Text section ::
☆ ☆ ☆ ☆ ☆
Taiping District () is an inner city district in the eastern part of Taichung, Taiwan. It is the second largest district in Taichung City after Heping District.

History 
After the handover of Taiwan from Japan to the Republic of China in 1945, Taiping was organized as a rural township of Taichung County. On 1 August 1996, Taiping was upgraded to a county-administered city due to its population. On 25 December 2010, Taichung County was merged with Taichung City and Taiping was upgraded to a district of the city.

Administrative divisions 
Taiping District consists of 39 villages, which are Taiping, Zhangyi, Yongcheng, Zhongping, Zhongzheng, Pingan, Zhongxing, Yongping, Tungping, Chenggong, Tunghe, Jianguo, Jianxing, Pinglin, Daxing, Qinyi, Guanghua, Guangming, Zhongshan, Fengnian, Yixin, Yijia, Yichang, Xinping, Xinji, Xincheng, Xinguang, Xinxing, Xingao, Xinfu, Toubian, Shenghe, Tungbian, Xinglong, Fulong, Huangzhu, Guanglong, Yonglong and Delong Village.
☆ ☆ ☆ ☆ ☆
Set task A :: Reproduce the Taiping District passage word for word, between "Taiping District ()" and "of the city.", inclusive.
Set task B :: Pick up the Taiping District passage after its final sentence and keep writing it.
☆ ☆ ☆ ☆ ☆
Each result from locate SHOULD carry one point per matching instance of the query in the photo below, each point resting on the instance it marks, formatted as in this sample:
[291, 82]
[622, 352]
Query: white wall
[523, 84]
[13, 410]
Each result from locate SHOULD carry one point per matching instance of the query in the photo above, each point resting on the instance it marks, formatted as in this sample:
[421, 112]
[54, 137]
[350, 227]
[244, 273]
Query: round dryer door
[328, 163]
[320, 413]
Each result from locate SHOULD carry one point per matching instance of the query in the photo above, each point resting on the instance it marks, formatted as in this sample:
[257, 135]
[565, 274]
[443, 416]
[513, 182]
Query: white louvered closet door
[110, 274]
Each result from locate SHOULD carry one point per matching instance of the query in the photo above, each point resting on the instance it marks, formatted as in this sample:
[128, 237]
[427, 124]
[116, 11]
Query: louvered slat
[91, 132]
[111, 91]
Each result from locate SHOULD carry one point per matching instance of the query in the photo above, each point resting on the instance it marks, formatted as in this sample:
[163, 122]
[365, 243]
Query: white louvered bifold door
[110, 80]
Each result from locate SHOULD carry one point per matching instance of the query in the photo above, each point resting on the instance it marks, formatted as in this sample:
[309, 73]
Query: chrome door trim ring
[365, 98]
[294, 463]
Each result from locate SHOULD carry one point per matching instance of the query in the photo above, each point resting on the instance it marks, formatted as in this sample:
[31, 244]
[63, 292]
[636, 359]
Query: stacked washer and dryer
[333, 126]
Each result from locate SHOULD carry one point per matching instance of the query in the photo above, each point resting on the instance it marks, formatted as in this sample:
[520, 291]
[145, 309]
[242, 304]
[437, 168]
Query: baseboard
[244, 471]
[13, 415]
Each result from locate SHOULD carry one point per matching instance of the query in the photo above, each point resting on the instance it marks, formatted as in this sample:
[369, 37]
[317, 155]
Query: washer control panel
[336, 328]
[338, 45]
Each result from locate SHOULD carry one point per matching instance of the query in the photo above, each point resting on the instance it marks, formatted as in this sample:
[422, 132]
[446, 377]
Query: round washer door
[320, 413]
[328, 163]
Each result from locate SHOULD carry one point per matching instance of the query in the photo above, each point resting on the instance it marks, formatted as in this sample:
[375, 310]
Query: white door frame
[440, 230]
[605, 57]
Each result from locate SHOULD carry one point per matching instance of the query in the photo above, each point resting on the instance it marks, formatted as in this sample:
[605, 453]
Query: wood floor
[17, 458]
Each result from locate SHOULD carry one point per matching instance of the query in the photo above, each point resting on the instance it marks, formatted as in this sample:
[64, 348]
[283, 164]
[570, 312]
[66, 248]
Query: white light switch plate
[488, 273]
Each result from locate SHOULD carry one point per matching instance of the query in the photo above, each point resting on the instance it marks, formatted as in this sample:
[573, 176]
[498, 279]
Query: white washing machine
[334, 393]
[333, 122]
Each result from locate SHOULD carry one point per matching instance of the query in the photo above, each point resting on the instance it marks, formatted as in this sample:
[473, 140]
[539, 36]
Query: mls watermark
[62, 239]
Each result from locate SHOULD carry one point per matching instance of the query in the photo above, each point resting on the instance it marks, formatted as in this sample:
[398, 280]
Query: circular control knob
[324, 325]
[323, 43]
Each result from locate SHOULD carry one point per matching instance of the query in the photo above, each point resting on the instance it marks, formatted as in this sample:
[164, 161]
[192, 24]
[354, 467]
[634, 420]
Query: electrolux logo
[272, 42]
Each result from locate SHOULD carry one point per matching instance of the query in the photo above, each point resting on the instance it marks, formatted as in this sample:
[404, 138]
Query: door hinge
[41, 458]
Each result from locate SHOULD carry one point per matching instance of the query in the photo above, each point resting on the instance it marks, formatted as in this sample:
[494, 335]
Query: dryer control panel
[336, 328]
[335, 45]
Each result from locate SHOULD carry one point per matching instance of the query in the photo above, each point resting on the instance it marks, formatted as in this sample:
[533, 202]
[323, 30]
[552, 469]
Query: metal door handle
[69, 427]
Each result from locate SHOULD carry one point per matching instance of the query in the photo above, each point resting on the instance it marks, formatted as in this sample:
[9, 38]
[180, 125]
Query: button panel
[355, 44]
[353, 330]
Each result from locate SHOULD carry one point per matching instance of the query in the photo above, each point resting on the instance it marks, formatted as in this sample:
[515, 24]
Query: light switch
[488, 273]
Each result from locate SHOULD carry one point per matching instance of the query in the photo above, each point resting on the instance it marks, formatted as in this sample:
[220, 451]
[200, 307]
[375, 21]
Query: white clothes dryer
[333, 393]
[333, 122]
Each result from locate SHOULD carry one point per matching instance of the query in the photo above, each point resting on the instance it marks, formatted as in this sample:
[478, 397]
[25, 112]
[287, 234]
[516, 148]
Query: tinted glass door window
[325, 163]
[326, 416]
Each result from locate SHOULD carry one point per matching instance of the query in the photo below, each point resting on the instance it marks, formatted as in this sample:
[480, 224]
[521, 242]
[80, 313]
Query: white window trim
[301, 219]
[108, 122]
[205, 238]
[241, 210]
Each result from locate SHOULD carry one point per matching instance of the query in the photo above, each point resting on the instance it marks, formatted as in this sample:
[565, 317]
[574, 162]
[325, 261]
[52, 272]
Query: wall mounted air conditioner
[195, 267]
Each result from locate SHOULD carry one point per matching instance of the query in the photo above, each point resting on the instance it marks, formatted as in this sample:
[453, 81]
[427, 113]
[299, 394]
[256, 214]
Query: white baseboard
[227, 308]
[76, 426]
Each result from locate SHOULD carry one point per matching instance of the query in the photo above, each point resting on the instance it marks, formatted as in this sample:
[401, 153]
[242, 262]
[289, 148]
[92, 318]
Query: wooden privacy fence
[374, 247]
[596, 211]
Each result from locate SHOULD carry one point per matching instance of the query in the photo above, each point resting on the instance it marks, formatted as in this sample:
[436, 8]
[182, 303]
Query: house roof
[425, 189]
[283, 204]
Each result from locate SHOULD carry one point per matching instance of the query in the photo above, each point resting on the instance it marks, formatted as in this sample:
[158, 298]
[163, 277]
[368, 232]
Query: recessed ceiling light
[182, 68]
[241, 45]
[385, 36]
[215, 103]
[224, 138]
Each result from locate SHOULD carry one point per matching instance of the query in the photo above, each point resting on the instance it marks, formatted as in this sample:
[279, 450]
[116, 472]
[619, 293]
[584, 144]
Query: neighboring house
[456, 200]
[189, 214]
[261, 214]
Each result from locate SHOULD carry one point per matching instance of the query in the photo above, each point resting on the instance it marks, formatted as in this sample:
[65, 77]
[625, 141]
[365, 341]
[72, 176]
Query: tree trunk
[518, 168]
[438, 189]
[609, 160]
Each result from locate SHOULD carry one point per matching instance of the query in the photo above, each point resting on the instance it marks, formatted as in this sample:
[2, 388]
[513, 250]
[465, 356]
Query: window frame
☆ ☆ ☆ ☆ ☆
Exercise output A ::
Taiping District () is an inner city district in the eastern part of Taichung, Taiwan. It is the second largest district in Taichung City after Heping District.

History 
After the handover of Taiwan from Japan to the Republic of China in 1945, Taiping was organized as a rural township of Taichung County. On 1 August 1996, Taiping was upgraded to a county-administered city due to its population. On 25 December 2010, Taichung County was merged with Taichung City and Taiping was upgraded to a district of the city.

Exercise output B ::
Geography 
 Area: 120.75 km2
 Population: 196,564 people (February 2023)

Economy 
Taiping District supplies many agricultural products to the Taichung urban area, including
loquats, longans, bananas, and vegetables.

Education 
 National Chin-Yi University of Technology

Tourist attractions 
 Ancient Farm Village Culture Museum
 Bat Tunnel
 Little Cassia Forest
 Public Leisure Park
 Taichung City Tun District Art Center
 Tobiankeng

Sister cities 
Lincoln, Nebraska is Taiping's sister city.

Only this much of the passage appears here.